* _OBJETIVO DO EXERCÍCIO_
Por favor, continue o texto sobre os indignados e os “occupiers” a partir da última frase apresentada.

Compilação:
Enviado por Leonardo Boff -
13.2.2012
| 13h01m
Para onde irão os indignados e os
'occupiers'?
Uma
das mesas de debates importante no Forum Social Temático em Porto Alegre, da
qual me coube participar, foi escutar os testemunhos vivos dos Indignados da
Espanha, de Londres, do Egito e dos USA.
O que
me deixou muito impressionado foi a seriedade dos discursos, longe do viés
anárquico dos anos 60 do século passado com suas muitas “parolle”. O tema
central era “democracia já”. Reinvindicava-se uma outra democracia, bem
diferente desta a que estamos acostumados, que é mais farsa do que realidade.
Querem
uma democracia que se constrói a partir da rua e das praças, o lugar do poder
originário. Uma democracia que vem de baixo, articulada organicamente com o
povo, transparente em seus procedimentos e não mais corroída pela corrupção.
Esta democracia, de saída, se caracteriza por vincular justiça social com
justiça ecológica.
Curiosamente,
os indignados, os “occupiers” e os da Primavera Árabe não se remeteram ao
clássico discurso das esquerdas, nem sequer aos sonhos das várias edições do
Forum Social Mundial.
Encontramo-nos
num outro tempo e surgiu uma nova sensibilidade. Postula-se outro modo de ser
cidadão, incluindo poderosamente as mulheres antes feitas invisíveis, cidadãos
com direitos, com participação, com relações horizontais e transversais
facilitadas pelas redes sociais, pelo celular, pelo twitter e pelos facebooks.

* _INFORMAÇÕES FORNECIDAS_
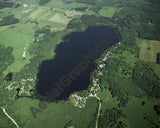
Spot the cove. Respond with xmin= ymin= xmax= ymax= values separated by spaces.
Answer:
xmin=36 ymin=26 xmax=119 ymax=101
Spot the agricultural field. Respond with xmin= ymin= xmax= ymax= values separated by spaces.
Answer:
xmin=99 ymin=7 xmax=116 ymax=17
xmin=0 ymin=0 xmax=160 ymax=128
xmin=140 ymin=40 xmax=160 ymax=63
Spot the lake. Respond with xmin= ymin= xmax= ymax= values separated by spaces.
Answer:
xmin=36 ymin=26 xmax=119 ymax=101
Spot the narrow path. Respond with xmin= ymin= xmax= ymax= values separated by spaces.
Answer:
xmin=0 ymin=107 xmax=20 ymax=128
xmin=96 ymin=100 xmax=102 ymax=128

* _RESULTADO DA TAREFA_
Temos
a ver com uma verdadeira revolução. Antes as relações se organizavam de forma
vertical, de cima para baixo. Agora é de forma horizontal, para os lados, na
imediatez da comunicação à velocidade da luz.
Este
modo representa o tempo novo que estamos vivendo, da informação, da descoberta
do valor da subjetividade, não aquela da modernidade, encapsulada em si mesma,
mas da subjetividade relacional, da emergência de uma consciência de espécie
que se descobre dentro da mesma e única Casa Comum, Casa, em chamas ou ruindo
pela excessiva pilhagem praticada pelo nosso sistema de produção e consumo.
Essa
sensibilidade não tolera mais os métodos do sistema de superar a crise
econômica e derivadas, sanando os bancos com o dinheiro dos cidadãos, impondo
severa austeridade fiscal, a desmontagem da seguridade social, o achatamento
dos salários, o corte dos investimentos no pressuposto ilusório de que desta
forma se reconquista a confiança dos mercados e se reanima a economia.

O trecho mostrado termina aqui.